▶ _The problem_
Keep only the lines of the listing that include the word "helmet", and copy them.

▶ _Provided data_
☆ ☆ ☆ ☆

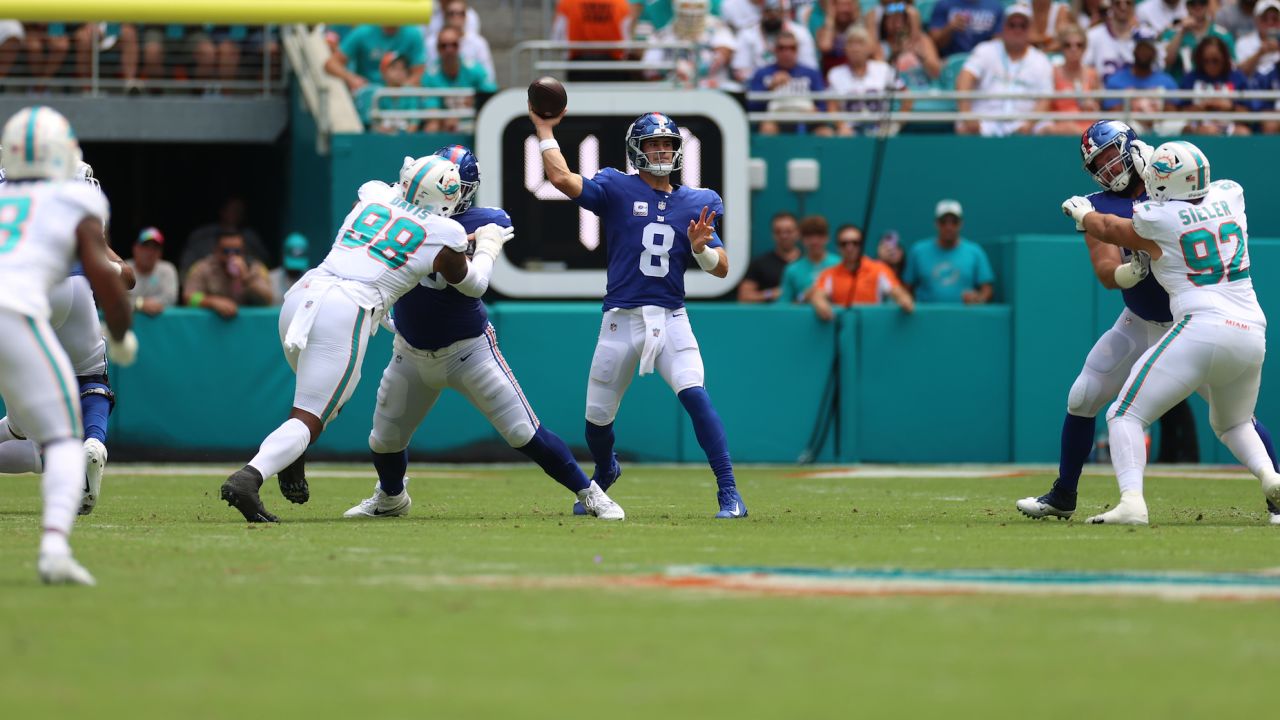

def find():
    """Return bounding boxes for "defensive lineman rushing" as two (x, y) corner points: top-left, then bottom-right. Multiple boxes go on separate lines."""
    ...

(532, 108), (748, 518)
(220, 155), (512, 522)
(349, 145), (624, 520)
(1017, 121), (1280, 524)
(0, 106), (137, 584)
(0, 159), (136, 516)
(1061, 140), (1280, 523)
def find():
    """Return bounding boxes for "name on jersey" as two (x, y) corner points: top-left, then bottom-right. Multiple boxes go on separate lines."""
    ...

(1178, 201), (1231, 226)
(390, 196), (432, 222)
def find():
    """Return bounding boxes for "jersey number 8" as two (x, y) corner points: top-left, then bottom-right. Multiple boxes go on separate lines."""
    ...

(0, 197), (32, 255)
(639, 223), (674, 278)
(340, 204), (428, 270)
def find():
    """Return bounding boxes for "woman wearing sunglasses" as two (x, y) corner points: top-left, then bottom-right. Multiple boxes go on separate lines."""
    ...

(1037, 25), (1101, 134)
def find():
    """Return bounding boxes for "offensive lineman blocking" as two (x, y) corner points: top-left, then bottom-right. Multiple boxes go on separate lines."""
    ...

(1062, 141), (1280, 522)
(532, 108), (748, 518)
(220, 156), (511, 522)
(0, 106), (136, 584)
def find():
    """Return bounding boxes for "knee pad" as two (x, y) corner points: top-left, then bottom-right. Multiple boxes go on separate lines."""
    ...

(1066, 372), (1105, 418)
(501, 419), (537, 448)
(585, 389), (620, 426)
(670, 360), (705, 394)
(368, 426), (408, 455)
(589, 342), (625, 385)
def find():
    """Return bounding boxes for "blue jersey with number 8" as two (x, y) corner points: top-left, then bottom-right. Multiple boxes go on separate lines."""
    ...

(574, 168), (724, 310)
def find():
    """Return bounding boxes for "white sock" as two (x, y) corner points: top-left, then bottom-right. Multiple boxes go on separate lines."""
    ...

(248, 418), (311, 478)
(0, 415), (23, 443)
(0, 439), (41, 473)
(1109, 415), (1149, 495)
(1220, 421), (1278, 481)
(41, 439), (84, 539)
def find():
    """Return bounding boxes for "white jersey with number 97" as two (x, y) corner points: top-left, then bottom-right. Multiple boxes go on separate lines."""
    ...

(317, 180), (468, 307)
(1132, 179), (1266, 327)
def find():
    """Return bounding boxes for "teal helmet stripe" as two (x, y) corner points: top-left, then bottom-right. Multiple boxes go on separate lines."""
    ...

(24, 106), (41, 164)
(406, 156), (441, 203)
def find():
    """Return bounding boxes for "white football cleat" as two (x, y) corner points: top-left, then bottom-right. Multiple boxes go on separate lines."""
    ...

(79, 438), (107, 515)
(1015, 495), (1074, 519)
(577, 481), (625, 521)
(1086, 493), (1149, 525)
(1270, 511), (1280, 526)
(343, 479), (412, 518)
(38, 552), (96, 586)
(1261, 471), (1280, 505)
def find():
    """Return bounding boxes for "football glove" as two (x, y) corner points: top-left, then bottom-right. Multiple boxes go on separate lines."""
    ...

(1129, 139), (1155, 178)
(473, 223), (515, 262)
(106, 330), (138, 367)
(1062, 195), (1095, 231)
(1113, 250), (1151, 289)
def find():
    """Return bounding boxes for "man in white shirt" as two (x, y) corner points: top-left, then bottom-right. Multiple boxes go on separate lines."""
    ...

(1086, 0), (1142, 80)
(956, 5), (1054, 136)
(1137, 0), (1187, 34)
(1238, 0), (1280, 77)
(424, 0), (495, 80)
(733, 0), (819, 81)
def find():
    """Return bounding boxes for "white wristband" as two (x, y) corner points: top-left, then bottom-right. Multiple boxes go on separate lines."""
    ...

(538, 138), (560, 153)
(694, 246), (719, 272)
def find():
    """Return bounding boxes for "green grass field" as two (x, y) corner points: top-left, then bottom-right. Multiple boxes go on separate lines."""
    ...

(2, 464), (1278, 719)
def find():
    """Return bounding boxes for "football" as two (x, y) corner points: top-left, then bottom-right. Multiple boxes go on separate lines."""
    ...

(528, 76), (568, 119)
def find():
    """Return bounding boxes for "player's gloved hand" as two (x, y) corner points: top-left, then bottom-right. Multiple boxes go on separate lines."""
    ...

(1114, 250), (1151, 289)
(1129, 139), (1155, 178)
(106, 330), (138, 367)
(1062, 195), (1095, 231)
(473, 223), (514, 262)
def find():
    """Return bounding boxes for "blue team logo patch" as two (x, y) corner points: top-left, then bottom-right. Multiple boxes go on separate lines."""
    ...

(633, 201), (648, 217)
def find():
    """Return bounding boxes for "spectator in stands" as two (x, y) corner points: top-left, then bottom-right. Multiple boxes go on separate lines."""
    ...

(271, 233), (310, 302)
(1136, 0), (1186, 35)
(325, 25), (426, 92)
(1253, 60), (1280, 133)
(779, 215), (841, 303)
(817, 0), (862, 73)
(426, 0), (482, 37)
(1085, 0), (1141, 80)
(22, 24), (70, 91)
(1238, 0), (1280, 79)
(734, 0), (820, 82)
(748, 30), (833, 135)
(903, 199), (995, 304)
(421, 27), (497, 133)
(357, 53), (426, 134)
(181, 195), (270, 274)
(738, 211), (801, 302)
(126, 227), (178, 317)
(1078, 0), (1108, 27)
(1029, 0), (1073, 52)
(956, 5), (1054, 136)
(1103, 27), (1177, 113)
(722, 0), (765, 33)
(827, 26), (909, 136)
(811, 224), (914, 320)
(73, 23), (141, 92)
(878, 3), (942, 93)
(184, 230), (274, 319)
(1178, 35), (1253, 135)
(1036, 24), (1102, 134)
(1217, 0), (1259, 37)
(553, 0), (634, 81)
(1161, 0), (1235, 79)
(0, 21), (21, 80)
(189, 25), (245, 93)
(865, 0), (927, 49)
(875, 229), (905, 278)
(426, 0), (495, 81)
(928, 0), (1006, 56)
(642, 0), (740, 89)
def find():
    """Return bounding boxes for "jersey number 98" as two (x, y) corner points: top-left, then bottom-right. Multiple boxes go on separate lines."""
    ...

(340, 204), (428, 270)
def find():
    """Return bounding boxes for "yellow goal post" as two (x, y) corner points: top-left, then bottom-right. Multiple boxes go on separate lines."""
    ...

(1, 0), (433, 24)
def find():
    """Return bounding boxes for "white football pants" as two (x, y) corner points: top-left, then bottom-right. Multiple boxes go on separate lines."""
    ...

(1067, 307), (1174, 418)
(585, 307), (705, 426)
(0, 309), (82, 444)
(48, 275), (107, 377)
(278, 287), (374, 426)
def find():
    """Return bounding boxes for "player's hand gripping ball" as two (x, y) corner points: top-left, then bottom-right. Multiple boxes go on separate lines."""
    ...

(528, 76), (567, 119)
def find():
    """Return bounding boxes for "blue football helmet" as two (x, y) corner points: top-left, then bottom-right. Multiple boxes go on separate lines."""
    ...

(1080, 120), (1139, 193)
(433, 144), (480, 214)
(626, 112), (682, 177)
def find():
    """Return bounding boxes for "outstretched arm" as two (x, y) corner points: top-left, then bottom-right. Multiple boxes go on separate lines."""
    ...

(529, 107), (583, 199)
(1063, 196), (1163, 259)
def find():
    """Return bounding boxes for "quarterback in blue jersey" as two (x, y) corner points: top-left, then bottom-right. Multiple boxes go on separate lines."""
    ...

(346, 145), (625, 521)
(531, 107), (747, 519)
(1016, 121), (1280, 524)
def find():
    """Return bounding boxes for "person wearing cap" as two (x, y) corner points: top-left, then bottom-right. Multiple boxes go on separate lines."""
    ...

(1084, 0), (1141, 80)
(777, 214), (841, 303)
(324, 25), (426, 92)
(955, 5), (1054, 136)
(270, 233), (310, 303)
(928, 0), (1005, 56)
(810, 223), (914, 319)
(1102, 27), (1177, 112)
(732, 0), (820, 82)
(902, 200), (994, 304)
(1237, 0), (1280, 77)
(1160, 0), (1235, 79)
(126, 227), (179, 317)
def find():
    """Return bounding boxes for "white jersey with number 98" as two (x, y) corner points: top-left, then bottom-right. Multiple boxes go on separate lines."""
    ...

(318, 180), (468, 307)
(1132, 180), (1266, 327)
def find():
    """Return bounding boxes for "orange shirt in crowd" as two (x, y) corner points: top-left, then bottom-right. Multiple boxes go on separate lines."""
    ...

(556, 0), (632, 59)
(813, 259), (901, 306)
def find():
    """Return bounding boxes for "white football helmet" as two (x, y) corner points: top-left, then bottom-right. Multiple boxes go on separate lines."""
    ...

(398, 155), (463, 217)
(0, 106), (81, 182)
(1143, 141), (1210, 202)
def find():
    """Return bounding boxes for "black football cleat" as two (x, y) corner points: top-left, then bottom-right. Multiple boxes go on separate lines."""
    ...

(278, 454), (310, 505)
(221, 466), (279, 523)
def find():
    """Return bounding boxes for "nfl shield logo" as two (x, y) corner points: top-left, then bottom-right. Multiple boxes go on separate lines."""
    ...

(658, 201), (667, 210)
(609, 322), (617, 332)
(652, 328), (660, 338)
(305, 300), (314, 309)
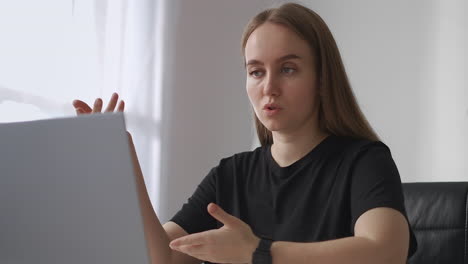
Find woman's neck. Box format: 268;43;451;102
271;122;329;167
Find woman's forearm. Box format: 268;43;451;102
127;133;172;264
270;236;403;264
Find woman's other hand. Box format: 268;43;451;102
169;203;260;264
72;92;125;115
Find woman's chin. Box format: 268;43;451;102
260;118;292;133
262;123;284;133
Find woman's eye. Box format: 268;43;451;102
249;70;264;77
281;67;296;74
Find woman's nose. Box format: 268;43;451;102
263;72;280;97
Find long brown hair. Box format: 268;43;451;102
241;3;379;146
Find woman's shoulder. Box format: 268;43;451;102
326;135;397;179
216;145;267;170
329;135;391;159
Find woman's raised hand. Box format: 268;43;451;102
73;93;171;264
72;92;125;116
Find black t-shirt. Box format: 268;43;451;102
170;135;417;262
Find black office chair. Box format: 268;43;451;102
403;182;468;263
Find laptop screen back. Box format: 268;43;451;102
0;113;149;264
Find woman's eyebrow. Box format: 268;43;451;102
276;54;301;63
245;54;302;67
245;59;263;67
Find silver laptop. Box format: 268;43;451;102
0;113;150;264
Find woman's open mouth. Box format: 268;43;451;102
263;103;282;116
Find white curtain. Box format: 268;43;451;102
0;0;163;211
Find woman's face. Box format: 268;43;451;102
245;22;320;135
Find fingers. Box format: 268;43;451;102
73;92;125;116
105;92;119;112
173;244;208;260
72;100;92;115
92;98;103;113
170;230;217;248
117;100;125;112
170;234;204;248
207;203;239;227
75;107;85;115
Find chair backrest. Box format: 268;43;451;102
402;182;468;264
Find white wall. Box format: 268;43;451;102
303;0;468;183
157;0;274;222
157;0;468;221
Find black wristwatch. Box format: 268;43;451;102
252;238;273;264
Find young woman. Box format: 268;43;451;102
73;3;416;264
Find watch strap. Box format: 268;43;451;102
252;238;273;264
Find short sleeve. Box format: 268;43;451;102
349;142;417;258
169;167;217;234
350;143;406;229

☆ ☆ ☆ ☆

▶ _Result of the exercise_
    """Return bounding boxes for "teal helmet stripe" as two (x, y) corner points: top-left, then bottom-right. Multiple boxes go on separate lines."""
    """Return bounding boxes for "blue football helmet" as two (x, y) corner points: top-left, then bottom-right. Multiple boxes go on separate lines."""
    """Return bounding boxes for "white football helmet" as two (x, y) corner points: top-left, then bottom-right. Multiple boxes go on separate lines."""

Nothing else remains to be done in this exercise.